■ **RECORDS TO PROCESS**:
--- START ---

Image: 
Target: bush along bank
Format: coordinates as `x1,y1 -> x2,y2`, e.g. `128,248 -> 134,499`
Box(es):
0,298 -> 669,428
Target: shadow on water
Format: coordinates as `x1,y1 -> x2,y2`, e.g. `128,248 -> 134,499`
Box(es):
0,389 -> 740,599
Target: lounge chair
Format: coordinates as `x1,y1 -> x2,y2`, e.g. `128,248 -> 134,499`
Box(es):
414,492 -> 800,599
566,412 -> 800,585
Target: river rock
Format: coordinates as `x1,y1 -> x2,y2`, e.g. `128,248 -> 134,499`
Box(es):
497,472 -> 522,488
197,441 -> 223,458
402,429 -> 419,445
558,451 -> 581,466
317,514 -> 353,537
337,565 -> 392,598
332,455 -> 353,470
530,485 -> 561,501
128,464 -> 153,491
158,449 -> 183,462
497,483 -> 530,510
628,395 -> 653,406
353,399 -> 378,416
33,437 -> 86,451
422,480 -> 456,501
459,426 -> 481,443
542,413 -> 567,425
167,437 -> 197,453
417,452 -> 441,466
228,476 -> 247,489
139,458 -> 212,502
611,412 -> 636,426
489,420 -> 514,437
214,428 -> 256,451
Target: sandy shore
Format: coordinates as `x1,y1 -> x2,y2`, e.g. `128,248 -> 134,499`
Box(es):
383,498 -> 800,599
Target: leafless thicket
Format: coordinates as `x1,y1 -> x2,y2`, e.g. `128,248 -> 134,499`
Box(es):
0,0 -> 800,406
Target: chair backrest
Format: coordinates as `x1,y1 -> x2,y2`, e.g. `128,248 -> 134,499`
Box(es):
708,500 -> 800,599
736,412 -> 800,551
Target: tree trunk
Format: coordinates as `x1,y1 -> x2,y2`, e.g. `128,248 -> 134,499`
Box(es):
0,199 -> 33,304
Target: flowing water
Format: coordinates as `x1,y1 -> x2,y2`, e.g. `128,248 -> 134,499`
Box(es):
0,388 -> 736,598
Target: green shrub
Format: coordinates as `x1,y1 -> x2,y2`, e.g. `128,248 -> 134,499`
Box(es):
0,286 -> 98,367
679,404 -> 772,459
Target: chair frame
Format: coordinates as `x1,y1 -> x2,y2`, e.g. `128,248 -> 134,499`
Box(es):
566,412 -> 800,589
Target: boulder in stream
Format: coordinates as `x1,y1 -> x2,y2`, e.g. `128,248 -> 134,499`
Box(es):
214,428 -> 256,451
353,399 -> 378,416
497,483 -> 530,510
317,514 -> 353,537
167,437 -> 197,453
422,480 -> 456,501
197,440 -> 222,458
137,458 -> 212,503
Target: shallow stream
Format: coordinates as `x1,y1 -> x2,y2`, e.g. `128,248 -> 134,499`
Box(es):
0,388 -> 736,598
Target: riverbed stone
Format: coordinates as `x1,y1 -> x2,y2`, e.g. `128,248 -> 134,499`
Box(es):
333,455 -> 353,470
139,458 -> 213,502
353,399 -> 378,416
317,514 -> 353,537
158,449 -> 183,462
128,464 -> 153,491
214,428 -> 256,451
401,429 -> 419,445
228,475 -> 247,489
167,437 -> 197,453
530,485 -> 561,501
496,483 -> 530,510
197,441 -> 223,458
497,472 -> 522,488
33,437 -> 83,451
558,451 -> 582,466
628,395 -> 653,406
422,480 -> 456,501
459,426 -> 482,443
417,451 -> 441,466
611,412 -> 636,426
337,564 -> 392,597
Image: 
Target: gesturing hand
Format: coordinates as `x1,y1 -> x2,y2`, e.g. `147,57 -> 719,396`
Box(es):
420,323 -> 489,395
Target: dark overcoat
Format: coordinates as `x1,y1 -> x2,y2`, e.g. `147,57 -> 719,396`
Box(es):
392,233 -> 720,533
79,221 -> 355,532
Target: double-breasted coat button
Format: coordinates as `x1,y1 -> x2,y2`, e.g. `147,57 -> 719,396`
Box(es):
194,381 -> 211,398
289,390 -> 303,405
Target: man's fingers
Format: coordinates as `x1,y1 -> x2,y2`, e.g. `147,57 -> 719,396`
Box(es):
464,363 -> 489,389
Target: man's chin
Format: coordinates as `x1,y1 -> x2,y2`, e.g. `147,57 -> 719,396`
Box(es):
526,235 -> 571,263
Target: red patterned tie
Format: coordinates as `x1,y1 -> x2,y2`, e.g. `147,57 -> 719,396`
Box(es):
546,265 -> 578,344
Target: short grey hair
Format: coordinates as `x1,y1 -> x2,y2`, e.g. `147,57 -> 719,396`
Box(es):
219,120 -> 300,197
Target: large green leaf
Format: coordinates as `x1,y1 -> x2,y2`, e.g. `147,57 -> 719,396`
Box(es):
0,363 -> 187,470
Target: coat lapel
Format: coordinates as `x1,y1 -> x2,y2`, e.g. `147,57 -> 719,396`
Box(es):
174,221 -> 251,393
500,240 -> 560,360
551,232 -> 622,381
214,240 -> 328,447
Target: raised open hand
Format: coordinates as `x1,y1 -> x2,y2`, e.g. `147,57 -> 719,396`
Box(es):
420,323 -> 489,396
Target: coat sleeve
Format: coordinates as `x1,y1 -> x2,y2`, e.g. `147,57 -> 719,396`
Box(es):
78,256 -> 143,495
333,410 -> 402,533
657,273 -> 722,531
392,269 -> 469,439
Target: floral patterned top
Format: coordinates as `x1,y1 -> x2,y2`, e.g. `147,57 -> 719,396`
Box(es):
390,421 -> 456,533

--- END ---

■ **SHORT EXERCISE**: Reproduce the material from the line with "Target: short grey hair" up to and including the line with "392,269 -> 469,439", keeping the requests and format lines unchanged but shifting every bounding-box coordinate up by 78.

■ **EXERCISE OUTPUT**:
Target: short grey hair
Format: coordinates as `x1,y1 -> x2,y2`, e.g. `147,57 -> 719,396`
Box(es):
297,198 -> 378,275
Target: large green leaf
Format: coordinates as `x1,y1 -> x2,y2`, e.g. `147,57 -> 719,396`
Box(es):
78,441 -> 265,548
Target: coat lapel
Format: coordinates as `x1,y1 -> x2,y2`, e.g. `147,57 -> 719,396`
Box(es):
252,299 -> 329,471
578,318 -> 638,438
629,310 -> 700,459
292,318 -> 406,525
Target: raised open hand
Format: coordinates as `x1,y1 -> x2,y2`, e.g. `147,57 -> 719,396`
Box(es):
498,401 -> 567,474
Target: coat sleeve
Format: coordinates as `x1,y1 -> x2,y2`, e.g. `147,57 -> 719,396`
Box(es):
156,334 -> 221,573
411,488 -> 480,611
735,351 -> 800,609
470,347 -> 547,517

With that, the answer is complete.